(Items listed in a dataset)

/---

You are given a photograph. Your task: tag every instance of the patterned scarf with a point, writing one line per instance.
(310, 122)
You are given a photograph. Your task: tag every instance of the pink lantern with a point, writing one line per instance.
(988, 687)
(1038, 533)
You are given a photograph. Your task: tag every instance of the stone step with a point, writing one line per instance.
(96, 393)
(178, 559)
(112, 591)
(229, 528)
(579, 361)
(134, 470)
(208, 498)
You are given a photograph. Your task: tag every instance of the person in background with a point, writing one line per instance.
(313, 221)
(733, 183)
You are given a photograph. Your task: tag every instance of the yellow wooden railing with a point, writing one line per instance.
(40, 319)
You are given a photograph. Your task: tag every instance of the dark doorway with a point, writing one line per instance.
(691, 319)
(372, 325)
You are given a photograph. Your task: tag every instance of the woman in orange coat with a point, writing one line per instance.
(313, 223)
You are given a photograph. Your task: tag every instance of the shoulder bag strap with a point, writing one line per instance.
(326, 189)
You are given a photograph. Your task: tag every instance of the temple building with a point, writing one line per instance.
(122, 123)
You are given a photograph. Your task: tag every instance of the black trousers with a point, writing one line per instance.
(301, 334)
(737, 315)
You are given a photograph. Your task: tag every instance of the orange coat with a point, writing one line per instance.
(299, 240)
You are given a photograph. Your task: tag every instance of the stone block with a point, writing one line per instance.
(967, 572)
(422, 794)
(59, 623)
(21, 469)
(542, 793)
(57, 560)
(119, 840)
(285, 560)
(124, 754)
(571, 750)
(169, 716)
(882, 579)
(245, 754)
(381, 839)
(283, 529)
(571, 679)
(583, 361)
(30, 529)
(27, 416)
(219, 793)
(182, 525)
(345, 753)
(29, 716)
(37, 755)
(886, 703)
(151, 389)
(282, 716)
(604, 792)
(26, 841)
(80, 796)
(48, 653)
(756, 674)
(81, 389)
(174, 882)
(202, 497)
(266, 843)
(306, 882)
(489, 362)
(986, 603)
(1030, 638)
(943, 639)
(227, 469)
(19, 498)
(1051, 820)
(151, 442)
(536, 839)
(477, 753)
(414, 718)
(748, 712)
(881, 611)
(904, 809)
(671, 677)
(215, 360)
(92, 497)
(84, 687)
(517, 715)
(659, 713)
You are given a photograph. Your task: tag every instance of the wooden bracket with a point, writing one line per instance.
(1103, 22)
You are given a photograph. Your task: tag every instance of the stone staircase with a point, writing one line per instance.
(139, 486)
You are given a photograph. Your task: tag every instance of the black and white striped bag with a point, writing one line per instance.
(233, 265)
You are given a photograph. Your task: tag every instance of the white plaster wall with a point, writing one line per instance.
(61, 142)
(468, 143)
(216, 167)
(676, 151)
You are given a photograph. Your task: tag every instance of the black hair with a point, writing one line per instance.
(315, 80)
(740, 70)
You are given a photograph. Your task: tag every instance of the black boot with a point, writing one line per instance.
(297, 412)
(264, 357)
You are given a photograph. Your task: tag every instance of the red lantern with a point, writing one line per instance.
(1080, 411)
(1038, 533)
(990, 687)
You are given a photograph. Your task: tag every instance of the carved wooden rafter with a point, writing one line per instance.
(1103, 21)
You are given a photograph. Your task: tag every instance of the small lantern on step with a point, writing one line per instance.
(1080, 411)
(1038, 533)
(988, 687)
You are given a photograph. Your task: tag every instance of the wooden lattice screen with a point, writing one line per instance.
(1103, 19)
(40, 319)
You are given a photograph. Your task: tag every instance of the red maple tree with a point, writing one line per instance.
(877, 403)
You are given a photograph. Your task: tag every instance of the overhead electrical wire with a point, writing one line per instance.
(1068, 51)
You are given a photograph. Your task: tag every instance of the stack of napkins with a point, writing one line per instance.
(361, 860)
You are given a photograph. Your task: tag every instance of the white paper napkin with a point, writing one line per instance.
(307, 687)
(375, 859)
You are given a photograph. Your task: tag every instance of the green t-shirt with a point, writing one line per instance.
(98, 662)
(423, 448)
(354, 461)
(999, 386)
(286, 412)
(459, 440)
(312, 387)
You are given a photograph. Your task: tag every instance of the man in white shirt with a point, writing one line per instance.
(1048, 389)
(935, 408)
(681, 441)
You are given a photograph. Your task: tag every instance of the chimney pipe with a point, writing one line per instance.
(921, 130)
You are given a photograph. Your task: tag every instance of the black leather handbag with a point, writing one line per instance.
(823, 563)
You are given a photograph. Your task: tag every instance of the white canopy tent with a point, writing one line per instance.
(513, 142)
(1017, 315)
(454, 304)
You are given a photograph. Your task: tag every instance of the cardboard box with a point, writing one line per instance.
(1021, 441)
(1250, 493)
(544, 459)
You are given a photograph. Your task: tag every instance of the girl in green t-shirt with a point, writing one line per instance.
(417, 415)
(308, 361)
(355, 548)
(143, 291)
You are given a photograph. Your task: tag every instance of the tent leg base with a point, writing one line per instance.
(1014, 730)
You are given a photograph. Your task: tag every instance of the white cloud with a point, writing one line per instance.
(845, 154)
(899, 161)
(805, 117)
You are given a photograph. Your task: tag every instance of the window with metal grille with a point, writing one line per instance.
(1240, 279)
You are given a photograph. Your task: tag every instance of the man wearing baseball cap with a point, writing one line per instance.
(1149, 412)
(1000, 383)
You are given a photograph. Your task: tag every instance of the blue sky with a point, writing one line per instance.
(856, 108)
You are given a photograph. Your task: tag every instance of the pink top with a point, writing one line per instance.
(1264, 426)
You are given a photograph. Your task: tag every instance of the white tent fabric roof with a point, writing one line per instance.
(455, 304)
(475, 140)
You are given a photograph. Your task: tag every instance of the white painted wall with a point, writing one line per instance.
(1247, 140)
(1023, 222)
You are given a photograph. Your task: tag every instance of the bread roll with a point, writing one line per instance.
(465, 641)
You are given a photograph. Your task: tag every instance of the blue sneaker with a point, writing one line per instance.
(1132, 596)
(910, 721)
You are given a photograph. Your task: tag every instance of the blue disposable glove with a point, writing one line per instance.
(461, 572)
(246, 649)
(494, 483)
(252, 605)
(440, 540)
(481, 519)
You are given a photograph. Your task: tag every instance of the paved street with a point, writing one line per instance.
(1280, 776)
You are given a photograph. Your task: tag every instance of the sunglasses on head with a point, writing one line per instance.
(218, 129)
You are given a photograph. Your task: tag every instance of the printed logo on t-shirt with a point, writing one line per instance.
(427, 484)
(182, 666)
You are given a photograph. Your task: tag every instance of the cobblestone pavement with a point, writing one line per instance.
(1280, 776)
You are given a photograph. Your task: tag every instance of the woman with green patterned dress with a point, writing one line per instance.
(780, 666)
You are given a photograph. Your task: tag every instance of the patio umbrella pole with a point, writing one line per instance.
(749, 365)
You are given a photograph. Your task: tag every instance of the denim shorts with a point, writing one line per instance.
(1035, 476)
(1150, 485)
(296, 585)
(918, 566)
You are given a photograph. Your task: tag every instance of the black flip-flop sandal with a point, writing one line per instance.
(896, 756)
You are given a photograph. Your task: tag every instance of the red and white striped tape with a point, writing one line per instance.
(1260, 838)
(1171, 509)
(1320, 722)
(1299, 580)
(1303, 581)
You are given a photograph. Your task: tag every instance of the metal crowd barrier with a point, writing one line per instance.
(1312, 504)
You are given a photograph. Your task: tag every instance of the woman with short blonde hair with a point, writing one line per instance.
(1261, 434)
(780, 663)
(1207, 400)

\---

Rewrite all of the material, changing each "Your task:" to "Instruction:" and leaving everything else as it is.

You are given a photograph. Instruction: tag every instance of the patterned scarf with a point, writing one line per instance.
(310, 122)
You are given a photograph. Instruction: tag every instance of the pink lantern with a point, writing one line per instance.
(988, 687)
(1038, 533)
You are given a photograph. Instruction: tag every instance of the stone step with a point, writing one line per instance.
(96, 393)
(178, 559)
(112, 591)
(229, 528)
(579, 361)
(134, 470)
(208, 498)
You are given a photograph. Instruction: tag every instance of the person in background with a point, writing one line per instance.
(313, 221)
(733, 183)
You are given a photograph. Instruction: tag every instance of the yellow wooden railing with a point, writing one line per instance.
(40, 319)
You are given a photograph. Instruction: tag every instance of the dark doorway with a point, writing one line per instance.
(691, 319)
(372, 325)
You are given a photograph. Instruction: tag every instance of the woman in orange coat with a point, writing one line per instance.
(313, 223)
You are given a photograph. Instruction: tag every instance of the shoulder bag strap with a point, writing one line per instance.
(326, 189)
You are given a photograph. Instruction: tag every instance of the temple building with a point, writing one line per instance.
(122, 123)
You are given a photograph. Instruction: tag every instance of the black trousers with a point, writing one line per instance.
(301, 334)
(737, 315)
You are given a photograph. Instruction: tag every instance of the orange coat with a point, writing one line per instance.
(299, 240)
You are given a photograph. Instruction: tag every instance of the stone block with a point, writing one line per instance.
(967, 572)
(422, 794)
(59, 623)
(21, 469)
(542, 793)
(57, 560)
(119, 840)
(285, 560)
(124, 754)
(571, 750)
(169, 716)
(882, 579)
(245, 754)
(381, 839)
(283, 529)
(571, 679)
(583, 361)
(30, 529)
(27, 416)
(219, 793)
(182, 525)
(345, 753)
(29, 716)
(37, 755)
(886, 703)
(151, 389)
(282, 716)
(604, 792)
(26, 841)
(80, 796)
(48, 653)
(756, 674)
(81, 389)
(174, 882)
(202, 497)
(266, 843)
(306, 882)
(489, 362)
(986, 603)
(1030, 638)
(943, 639)
(227, 469)
(19, 498)
(1051, 820)
(151, 442)
(536, 839)
(477, 753)
(414, 718)
(748, 712)
(881, 611)
(904, 809)
(671, 677)
(215, 360)
(92, 497)
(84, 687)
(517, 715)
(659, 713)
You are given a photograph. Instruction: tag every instance of the wooden bracket with a point, writing one line per instance.
(1103, 22)
You are given a photograph. Instruction: tag every instance of the stone staircase with a point, writing one line per instance.
(139, 486)
You are given a photograph. Instruction: tag every instance of the black and white striped bag with a point, writing one line per instance.
(233, 265)
You are given a photograph. Instruction: tag every instance of the white plaster wall with a point, writing one line per instance.
(61, 142)
(468, 143)
(216, 167)
(676, 151)
You are given a photograph. Instruction: tag every instance of the black hair with a point, writing one line per instance.
(315, 80)
(740, 70)
You are given a photograph. Instruction: tag every instance of the black boot with a point, writing one line per instance.
(297, 412)
(264, 357)
You are given a photograph. Instruction: tag every instance of the red lantern with a point, writing one line per instance.
(1080, 411)
(1038, 533)
(990, 687)
You are given a photograph. Instruction: tag every instance of the carved wooden rafter with a point, writing one line per instance.
(1103, 21)
You are given a photograph. Instruction: tag every instance of the small lantern on step with a point, writing one line per instance.
(1080, 411)
(1038, 533)
(988, 687)
You are given a photograph. Instruction: tag every instance of the wooden lattice screen with a point, writing one line per instance.
(1103, 19)
(40, 319)
You are given a photograph. Instruction: tag every instance of the red maple tree with a point, writing one line per instance.
(877, 403)
You are given a photograph. Instruction: tag every instance of the overhead electrical wire with a point, writing one line per instance.
(1068, 51)
You are given a photograph. Instruction: tag every instance of the stack of napkins with a point, writing one line per instance.
(361, 860)
You are given a photograph. Instruction: tag every instance of the white paper napkin with a point, writing one line per instance.
(307, 687)
(375, 859)
You are given a photograph. Instruction: tag every instance of the green t-shirt with a point, writing one line per instance.
(98, 662)
(423, 448)
(354, 461)
(999, 386)
(286, 412)
(459, 440)
(312, 387)
You are given a photograph. Instruction: tag every instance of the man in white shirt with a point, writing one line per instance.
(1048, 389)
(935, 408)
(681, 441)
You are given a photograph. Instruction: tag every instance of the chimney pipe with a point, writing one line per instance.
(921, 130)
You are given a photograph. Instruction: tag every instance of the black leather handbag with a point, writing one line per instance.
(823, 563)
You are given a photograph. Instruction: tag every instance of the white canopy tent with a point, writing one line per instance.
(513, 142)
(1017, 315)
(454, 304)
You are given a photograph. Instruction: tag every instance of the cardboard box with a point, writing one line per instance.
(1021, 441)
(1250, 493)
(544, 459)
You are given a photograph. Instruction: tag every instance of the girl in green t-shirt with a point, writing one line per instance.
(417, 415)
(308, 361)
(355, 548)
(143, 291)
You are given a photograph. Instruction: tag every instance of the tent leg base with a point, writing one line per instance.
(1014, 730)
You are given a photograph. Instruction: tag every instance of the white cloud with a point, writing one line per instance.
(845, 154)
(899, 161)
(805, 117)
You are given a photograph. Instruction: tag every instance of the window with metal grille with a point, writing one line per instance.
(1240, 279)
You are given a photograph. Instruction: tag every instance of the man wearing baseball cap with a point, writing one line per instance.
(1149, 412)
(1000, 383)
You are given a photograph. Instruction: tag every instance of the blue sky with a point, writing one line per instance.
(856, 108)
You are given a photograph. Instruction: tag every instance of the pink top with a point, writing one line per instance.
(1264, 426)
You are given a photograph. Instruction: tag every instance of the white tent fabric roof with a point, writing one line per instance.
(455, 304)
(475, 140)
You are given a photograph. Instruction: tag every instance of the white painted wall with a point, writing one line per instance.
(1247, 140)
(1023, 222)
You are given a photograph. Instruction: tag every instance of the bread roll with a point, writing one line per instance.
(465, 641)
You are given a photograph. Instruction: tag every instance of the blue sneaker with a point, writing one line per instance.
(1132, 596)
(910, 721)
You are given a photograph. Instruction: tag every instance of the blue disposable glove with a point, writing one line per instance.
(461, 572)
(246, 649)
(494, 483)
(252, 605)
(440, 540)
(481, 519)
You are given a photograph. Instruction: tag every instance of the paved street with a point, writing one line per instance.
(1280, 776)
You are given a photograph. Instruction: tag every instance of the sunglasses on head with a point, writing one line per instance.
(218, 129)
You are given a photograph. Instruction: tag every instance of the printed logo on t-shirt with a point, writing one line per instance.
(427, 484)
(182, 666)
You are given a photograph. Instruction: tag every instance of the cobblestone pavement with a point, writing one line per instance.
(1280, 776)
You are given a photograph. Instruction: tag every instance of the woman with green patterned dress with a point, writing one line per instance.
(780, 666)
You are given a photograph. Instruction: tag every instance of the patio umbrella pole with a point, writing one line per instance.
(749, 365)
You are given a photograph. Instruction: tag every instance of the denim shorts with a point, writing one line per instance.
(1035, 476)
(1150, 485)
(296, 585)
(918, 566)
You are given a photograph. Instruction: tag every instance of the black flip-flop sandal with a point, writing one line per instance.
(896, 756)
You are given a photograph. Instruction: tag every instance of the red and white striped tape with a point, writing one line per instance.
(1260, 838)
(1171, 509)
(1320, 722)
(1299, 580)
(1303, 581)
You are given a photograph. Instruction: tag every instance of the metal crowd barrier with a point, writing one line per instance.
(1312, 504)
You are given a photograph. Instruction: tag every instance of the woman with short blonde hair with a point, writing one line per instance.
(1261, 434)
(780, 663)
(1207, 400)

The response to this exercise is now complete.